[Begin Information given]
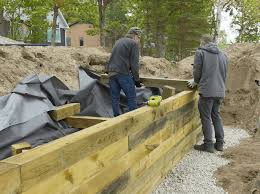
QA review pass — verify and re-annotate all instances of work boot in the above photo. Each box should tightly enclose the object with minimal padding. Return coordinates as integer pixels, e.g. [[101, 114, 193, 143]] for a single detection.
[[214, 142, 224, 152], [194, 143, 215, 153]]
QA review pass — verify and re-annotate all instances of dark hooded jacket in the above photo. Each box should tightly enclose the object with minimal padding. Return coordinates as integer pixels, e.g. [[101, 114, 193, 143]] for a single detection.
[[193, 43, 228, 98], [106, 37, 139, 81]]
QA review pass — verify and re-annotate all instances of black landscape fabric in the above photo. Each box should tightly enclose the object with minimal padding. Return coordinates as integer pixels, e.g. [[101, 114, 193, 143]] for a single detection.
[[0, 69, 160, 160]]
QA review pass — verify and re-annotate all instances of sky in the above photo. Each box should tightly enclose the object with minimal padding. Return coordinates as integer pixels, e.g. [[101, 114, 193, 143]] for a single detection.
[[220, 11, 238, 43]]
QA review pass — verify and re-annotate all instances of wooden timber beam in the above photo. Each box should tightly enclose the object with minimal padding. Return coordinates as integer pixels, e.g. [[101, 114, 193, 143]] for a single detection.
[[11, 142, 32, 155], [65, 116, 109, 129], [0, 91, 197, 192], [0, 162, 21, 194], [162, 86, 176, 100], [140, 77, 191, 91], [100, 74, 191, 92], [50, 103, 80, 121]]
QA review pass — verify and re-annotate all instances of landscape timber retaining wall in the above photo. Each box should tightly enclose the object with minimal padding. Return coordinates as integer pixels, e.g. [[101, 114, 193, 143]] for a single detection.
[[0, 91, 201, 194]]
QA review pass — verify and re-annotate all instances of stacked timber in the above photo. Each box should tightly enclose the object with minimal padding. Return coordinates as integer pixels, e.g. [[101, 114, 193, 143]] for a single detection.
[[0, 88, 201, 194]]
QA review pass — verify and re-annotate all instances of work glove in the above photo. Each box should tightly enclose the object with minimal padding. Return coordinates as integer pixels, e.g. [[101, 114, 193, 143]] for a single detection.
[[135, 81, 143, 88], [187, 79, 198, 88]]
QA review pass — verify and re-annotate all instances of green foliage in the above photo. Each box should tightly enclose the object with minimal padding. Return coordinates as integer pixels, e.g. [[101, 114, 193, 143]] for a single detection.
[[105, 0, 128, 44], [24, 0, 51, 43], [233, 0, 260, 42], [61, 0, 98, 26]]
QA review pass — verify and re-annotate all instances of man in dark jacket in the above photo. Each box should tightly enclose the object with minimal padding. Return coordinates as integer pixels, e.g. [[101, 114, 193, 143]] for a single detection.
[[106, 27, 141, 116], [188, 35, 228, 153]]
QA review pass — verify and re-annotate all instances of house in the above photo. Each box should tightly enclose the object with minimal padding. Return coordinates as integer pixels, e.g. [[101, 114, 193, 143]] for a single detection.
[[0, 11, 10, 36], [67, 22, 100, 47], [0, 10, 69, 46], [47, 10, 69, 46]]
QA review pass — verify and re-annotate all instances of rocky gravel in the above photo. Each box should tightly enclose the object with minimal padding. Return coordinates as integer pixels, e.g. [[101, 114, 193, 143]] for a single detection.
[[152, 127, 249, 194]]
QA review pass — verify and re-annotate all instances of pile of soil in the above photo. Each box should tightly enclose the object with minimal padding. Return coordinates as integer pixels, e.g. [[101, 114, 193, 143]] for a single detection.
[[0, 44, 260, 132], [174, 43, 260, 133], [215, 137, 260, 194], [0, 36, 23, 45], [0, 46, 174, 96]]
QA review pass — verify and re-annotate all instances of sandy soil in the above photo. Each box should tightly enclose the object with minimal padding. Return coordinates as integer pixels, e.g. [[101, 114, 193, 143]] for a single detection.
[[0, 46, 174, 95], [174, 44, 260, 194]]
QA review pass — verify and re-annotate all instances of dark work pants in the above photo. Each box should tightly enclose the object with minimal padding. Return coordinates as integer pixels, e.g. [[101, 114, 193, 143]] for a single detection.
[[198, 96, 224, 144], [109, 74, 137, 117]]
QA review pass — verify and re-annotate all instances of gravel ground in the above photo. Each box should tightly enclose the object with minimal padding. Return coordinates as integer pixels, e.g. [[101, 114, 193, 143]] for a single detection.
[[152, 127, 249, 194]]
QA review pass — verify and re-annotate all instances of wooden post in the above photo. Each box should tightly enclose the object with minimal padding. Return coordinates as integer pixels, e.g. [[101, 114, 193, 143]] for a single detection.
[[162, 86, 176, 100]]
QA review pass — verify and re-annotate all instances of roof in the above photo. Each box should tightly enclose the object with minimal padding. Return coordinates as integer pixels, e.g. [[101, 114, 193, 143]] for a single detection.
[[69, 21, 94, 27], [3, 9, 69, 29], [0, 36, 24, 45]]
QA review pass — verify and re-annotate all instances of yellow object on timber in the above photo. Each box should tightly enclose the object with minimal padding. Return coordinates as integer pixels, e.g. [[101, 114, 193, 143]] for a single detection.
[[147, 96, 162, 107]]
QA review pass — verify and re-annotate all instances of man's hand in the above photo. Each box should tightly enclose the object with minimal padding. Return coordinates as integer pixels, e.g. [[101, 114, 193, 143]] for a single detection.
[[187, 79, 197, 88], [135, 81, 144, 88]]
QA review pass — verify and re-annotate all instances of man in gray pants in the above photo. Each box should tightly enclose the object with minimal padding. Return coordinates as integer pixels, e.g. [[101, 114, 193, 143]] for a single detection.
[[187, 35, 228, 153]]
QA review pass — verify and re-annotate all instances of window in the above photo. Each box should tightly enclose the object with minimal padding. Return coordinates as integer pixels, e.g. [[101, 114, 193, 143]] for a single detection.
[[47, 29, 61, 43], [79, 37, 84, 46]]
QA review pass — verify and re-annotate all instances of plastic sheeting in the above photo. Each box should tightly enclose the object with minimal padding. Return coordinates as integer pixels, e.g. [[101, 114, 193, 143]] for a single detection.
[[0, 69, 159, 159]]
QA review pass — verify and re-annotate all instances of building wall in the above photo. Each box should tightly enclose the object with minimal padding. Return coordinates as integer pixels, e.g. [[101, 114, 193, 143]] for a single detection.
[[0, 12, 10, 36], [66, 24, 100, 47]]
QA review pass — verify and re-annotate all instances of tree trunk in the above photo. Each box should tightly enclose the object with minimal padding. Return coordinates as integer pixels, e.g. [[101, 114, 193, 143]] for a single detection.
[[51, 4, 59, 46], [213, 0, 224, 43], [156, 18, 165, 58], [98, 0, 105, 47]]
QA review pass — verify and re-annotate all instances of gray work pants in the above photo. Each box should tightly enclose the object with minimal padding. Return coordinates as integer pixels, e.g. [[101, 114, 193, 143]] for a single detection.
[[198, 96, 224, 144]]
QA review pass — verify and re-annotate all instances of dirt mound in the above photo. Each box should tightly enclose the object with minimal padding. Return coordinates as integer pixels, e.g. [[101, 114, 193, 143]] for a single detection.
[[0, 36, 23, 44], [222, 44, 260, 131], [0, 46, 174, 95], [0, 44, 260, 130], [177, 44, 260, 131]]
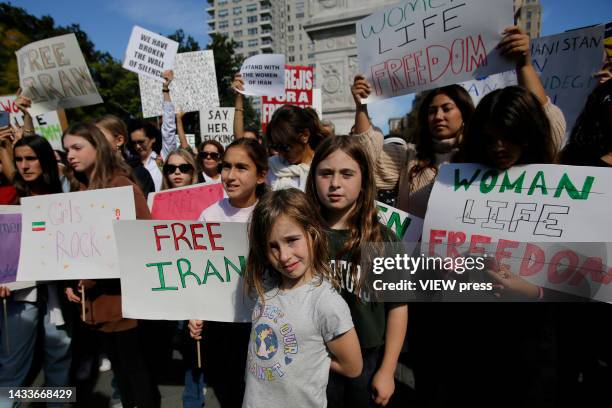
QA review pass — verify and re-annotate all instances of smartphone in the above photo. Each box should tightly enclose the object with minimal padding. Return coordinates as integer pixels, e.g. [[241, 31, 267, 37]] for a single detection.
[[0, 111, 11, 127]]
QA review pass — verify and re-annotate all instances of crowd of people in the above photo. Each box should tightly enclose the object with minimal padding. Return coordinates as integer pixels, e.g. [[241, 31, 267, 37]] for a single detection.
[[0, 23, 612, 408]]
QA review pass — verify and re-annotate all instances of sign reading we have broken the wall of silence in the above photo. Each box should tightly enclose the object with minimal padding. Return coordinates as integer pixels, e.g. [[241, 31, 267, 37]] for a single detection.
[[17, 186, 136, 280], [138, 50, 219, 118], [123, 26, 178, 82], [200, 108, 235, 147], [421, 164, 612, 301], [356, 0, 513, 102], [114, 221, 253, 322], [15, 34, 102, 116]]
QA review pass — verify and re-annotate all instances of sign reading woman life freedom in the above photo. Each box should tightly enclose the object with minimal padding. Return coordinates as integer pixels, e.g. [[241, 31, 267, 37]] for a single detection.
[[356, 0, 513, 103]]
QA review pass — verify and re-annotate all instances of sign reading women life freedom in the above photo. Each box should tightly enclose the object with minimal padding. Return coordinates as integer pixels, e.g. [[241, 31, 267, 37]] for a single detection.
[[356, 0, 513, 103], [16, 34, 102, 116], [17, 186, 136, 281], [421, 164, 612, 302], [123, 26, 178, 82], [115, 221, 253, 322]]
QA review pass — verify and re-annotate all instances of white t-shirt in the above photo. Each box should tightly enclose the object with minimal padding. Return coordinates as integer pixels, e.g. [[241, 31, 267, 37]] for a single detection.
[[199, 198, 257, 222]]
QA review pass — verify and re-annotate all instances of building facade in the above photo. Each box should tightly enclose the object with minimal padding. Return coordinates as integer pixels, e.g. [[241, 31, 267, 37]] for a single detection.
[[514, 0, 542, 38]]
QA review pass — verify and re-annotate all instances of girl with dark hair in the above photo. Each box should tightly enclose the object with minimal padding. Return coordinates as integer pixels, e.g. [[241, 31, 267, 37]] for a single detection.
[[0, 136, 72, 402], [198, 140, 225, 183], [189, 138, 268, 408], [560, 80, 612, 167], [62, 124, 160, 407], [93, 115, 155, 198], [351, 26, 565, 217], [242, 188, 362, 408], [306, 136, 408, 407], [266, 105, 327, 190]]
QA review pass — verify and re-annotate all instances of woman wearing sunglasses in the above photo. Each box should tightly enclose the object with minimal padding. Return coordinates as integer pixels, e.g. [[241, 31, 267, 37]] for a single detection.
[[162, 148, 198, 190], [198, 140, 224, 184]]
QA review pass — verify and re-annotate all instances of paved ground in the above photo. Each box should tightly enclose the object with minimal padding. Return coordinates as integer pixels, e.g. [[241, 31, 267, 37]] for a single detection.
[End Information given]
-- Instructions for the task --
Recast the entries from the line containing "QA review pass — verify and re-annotate all instances of yellow" up to and including the line containing "[[187, 79, 197, 88], [135, 81, 144, 88]]" as a Markdown table with the columns No. and Text, one numbered row per line, skipping any blank lines.

-- Reply to the task --
| No. | Text |
|---|---|
| 1 | QA review pass — verify and re-annotate all instances of yellow object on timber in the above photo. Each box should tightly enclose the object with minimal padding. Return coordinates as integer pixels, e.g. [[101, 114, 193, 143]] for a single detection. |
| 2 | [[147, 96, 162, 107]] |
| 3 | QA review pass — verify and re-annotate all instances of man's hand in the above photo. Each box should tightly enclose the object with minimal padding. Return coordinates as integer pixels, e.g. [[101, 114, 193, 143]] for a single detection. |
| 4 | [[187, 79, 197, 88], [135, 81, 144, 88]] |